Copy out the lines below word for word, omitting the pictures.

Provided data:
================

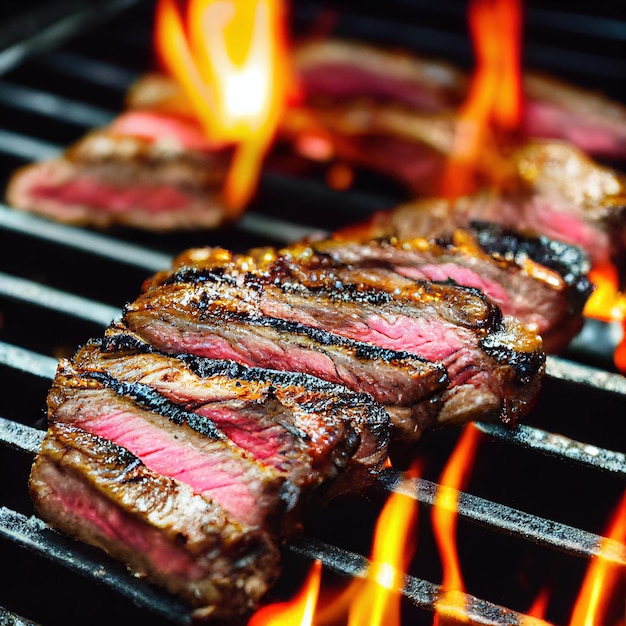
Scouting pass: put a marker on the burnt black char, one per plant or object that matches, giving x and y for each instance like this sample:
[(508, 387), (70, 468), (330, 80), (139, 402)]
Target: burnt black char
[(193, 471), (542, 282), (270, 311)]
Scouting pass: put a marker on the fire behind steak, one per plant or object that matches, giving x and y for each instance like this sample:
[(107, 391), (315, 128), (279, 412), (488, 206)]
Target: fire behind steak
[(431, 353), (173, 447), (193, 471)]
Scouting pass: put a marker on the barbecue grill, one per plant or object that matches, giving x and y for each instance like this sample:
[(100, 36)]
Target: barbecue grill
[(536, 507)]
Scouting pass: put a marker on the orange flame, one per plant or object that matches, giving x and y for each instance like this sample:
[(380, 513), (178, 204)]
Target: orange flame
[(375, 600), (495, 94), (230, 59), (602, 576), (608, 304), (378, 601), (444, 516), (297, 612)]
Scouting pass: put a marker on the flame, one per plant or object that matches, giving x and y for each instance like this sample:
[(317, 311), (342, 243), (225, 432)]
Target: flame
[(375, 600), (495, 93), (378, 601), (230, 59), (602, 576), (444, 517), (608, 304), (298, 611)]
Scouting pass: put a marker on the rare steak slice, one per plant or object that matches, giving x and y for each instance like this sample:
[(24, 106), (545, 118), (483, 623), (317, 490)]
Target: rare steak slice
[(98, 492), (541, 282), (557, 192), (336, 72), (193, 471), (145, 170), (215, 304)]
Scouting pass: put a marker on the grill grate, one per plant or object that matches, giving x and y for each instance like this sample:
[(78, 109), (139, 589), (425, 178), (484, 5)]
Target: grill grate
[(60, 285)]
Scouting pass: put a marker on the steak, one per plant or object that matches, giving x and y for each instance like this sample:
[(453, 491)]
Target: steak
[(145, 170), (99, 493), (342, 73), (279, 312), (541, 282), (193, 471), (557, 193)]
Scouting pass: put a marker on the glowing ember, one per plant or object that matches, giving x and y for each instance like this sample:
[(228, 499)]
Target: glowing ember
[(494, 98), (297, 612), (444, 515), (602, 576), (230, 58)]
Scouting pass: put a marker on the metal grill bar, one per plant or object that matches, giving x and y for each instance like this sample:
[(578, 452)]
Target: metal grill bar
[(56, 33), (83, 240), (25, 147), (20, 437), (491, 514), (563, 369), (11, 619), (60, 301), (558, 445), (26, 361), (511, 521), (90, 70), (421, 593), (51, 105), (35, 535)]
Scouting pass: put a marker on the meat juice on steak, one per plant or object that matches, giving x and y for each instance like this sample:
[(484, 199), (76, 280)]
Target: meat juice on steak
[(254, 310), (541, 282), (193, 472)]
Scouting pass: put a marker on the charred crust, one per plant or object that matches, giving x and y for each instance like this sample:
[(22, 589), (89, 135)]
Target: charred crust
[(570, 262), (525, 365), (147, 398)]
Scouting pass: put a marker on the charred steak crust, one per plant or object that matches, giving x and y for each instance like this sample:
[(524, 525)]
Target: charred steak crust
[(571, 262), (439, 322), (99, 493)]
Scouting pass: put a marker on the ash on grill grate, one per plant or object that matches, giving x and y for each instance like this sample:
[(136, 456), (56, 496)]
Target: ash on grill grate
[(533, 483)]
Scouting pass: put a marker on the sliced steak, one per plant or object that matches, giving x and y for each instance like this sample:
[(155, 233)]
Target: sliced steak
[(98, 492), (258, 312), (192, 471), (305, 428), (335, 71), (557, 193), (541, 282), (145, 170)]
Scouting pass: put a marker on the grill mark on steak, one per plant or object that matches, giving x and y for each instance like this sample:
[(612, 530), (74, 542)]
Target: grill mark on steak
[(542, 282), (329, 423), (395, 378), (148, 398), (250, 491), (101, 494), (186, 308)]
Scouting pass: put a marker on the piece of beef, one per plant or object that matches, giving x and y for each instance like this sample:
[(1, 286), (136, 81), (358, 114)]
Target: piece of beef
[(144, 170), (559, 194), (98, 492), (192, 471), (541, 282), (282, 314), (349, 73)]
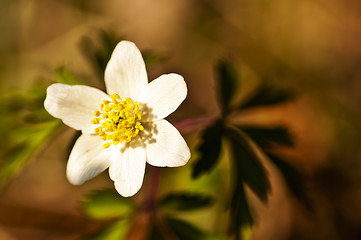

================

Result for this task:
Scouting pass: put a marker on the burnt black char, one per plant or object that matches, giving x and y for each instance like this sample:
[(508, 387), (70, 468), (330, 80), (139, 402)]
Target: burnt black char
[(193, 471), (542, 282), (270, 311)]
Scouting pass: put a marker on the fire behind steak, one per plant or object that matches, giving x and y for each instance like this sample:
[(107, 391), (315, 128), (279, 412), (488, 206)]
Target: fire behind steak
[(431, 353), (173, 447), (193, 471)]
Scouting pass: put a marker on the barbecue grill, one per plant or object that matches, giving x and y for each instance like this sample:
[(100, 36)]
Target: barbecue grill
[(536, 507)]
Scouting pass: put a marker on the orange flame, one per plant or object that matches, giving x and y for each instance like this sample:
[(380, 513), (178, 204)]
Target: orange flame
[(375, 600), (495, 94), (230, 59), (602, 576), (608, 304), (378, 601), (444, 516), (297, 612)]
Scouting pass: put a marker on the flame, one per plant or object that matches, giving x and y for each instance like this sample:
[(317, 311), (342, 243), (225, 432)]
Target: flame
[(375, 600), (495, 93), (378, 601), (230, 59), (602, 576), (444, 517), (608, 304), (298, 611)]
Scouting pass: put a marker on the rare steak slice, one per plant or object that matches, giving x and y for each instance like this sample:
[(24, 106), (545, 118), (483, 623), (317, 490)]
Target: rare steak slice
[(98, 492), (541, 282), (557, 192), (336, 72), (193, 471), (145, 170), (215, 304)]
Scouting pass: put a marker on the grill grate, one per plant or object that matches, giving x and y for each instance like this sample:
[(78, 109), (139, 589), (425, 178), (484, 5)]
Target: grill grate
[(60, 285)]
Scouting pass: put a marker on the steak, one per plant or object that matches, giving x and y for each instance like this sample:
[(453, 491)]
Target: steak
[(145, 170), (99, 493), (342, 73), (279, 312), (541, 282), (193, 471), (557, 193)]
Scouting pass: put a marker on the glowing ember, one per plant or object that matches, giving x and y for each instance like this sample:
[(228, 499)]
Target: glowing ember
[(494, 98), (297, 612), (444, 515), (602, 576), (230, 58)]
Scouting pass: put a marker on the metal grill bar, one per plant or object that matches, giving x and y for each instance like this sample:
[(578, 452)]
Target: metal grill bar
[(56, 33), (83, 240), (25, 147), (20, 437), (491, 514), (563, 369), (11, 619), (60, 301), (558, 445), (26, 361), (511, 521), (90, 70), (421, 593), (51, 105), (35, 535)]
Scouting pass: put a marker on the meat juice on steak, one per plant or object that matches, giving x and y for each instance like this sample:
[(484, 199), (76, 280)]
Target: meat juice on steak
[(254, 310), (541, 282), (193, 472)]
Scouting pass: put a marker on the charred crust, one per plant or object that matches, giving x and y for each instance like this sample:
[(22, 589), (89, 135)]
Target: charred crust
[(570, 262), (525, 365), (147, 398)]
Scouting pass: put a marker on the charred steak crust, one per plant or object that matches, giving x and y for each instance like this sample:
[(524, 525)]
Target: charred steak crust
[(571, 262), (439, 322), (99, 493)]
Scouting pass: put a marker on the ash on grill grate, one per plant or object that matches, giving x and y for each instance like this sample:
[(136, 456), (56, 496)]
Target: ash on grill grate
[(533, 483)]
Scouting pass: put a marker on the sliced steak, one per plant or object that matches, giving x and y for each instance like this sample:
[(155, 233)]
Target: sliced steak
[(98, 492), (258, 312), (192, 471), (305, 428), (335, 71), (557, 193), (541, 282), (145, 170)]
Scouting pass: put a marker on the grill mark on steak, one per plant or object that matches, giving x and y for each instance like this sample:
[(612, 530), (74, 542)]
Target: grill mark on steak
[(542, 282), (329, 423), (395, 378), (148, 398), (250, 491), (101, 494), (186, 308)]
Scouting pass: put a marker on the piece of beef, one per plant or object that matches, giving x and y for each instance like this sample:
[(1, 286), (136, 81), (358, 114)]
Target: piece of beef
[(144, 170), (559, 194), (98, 492), (192, 471), (541, 282), (282, 314), (349, 73)]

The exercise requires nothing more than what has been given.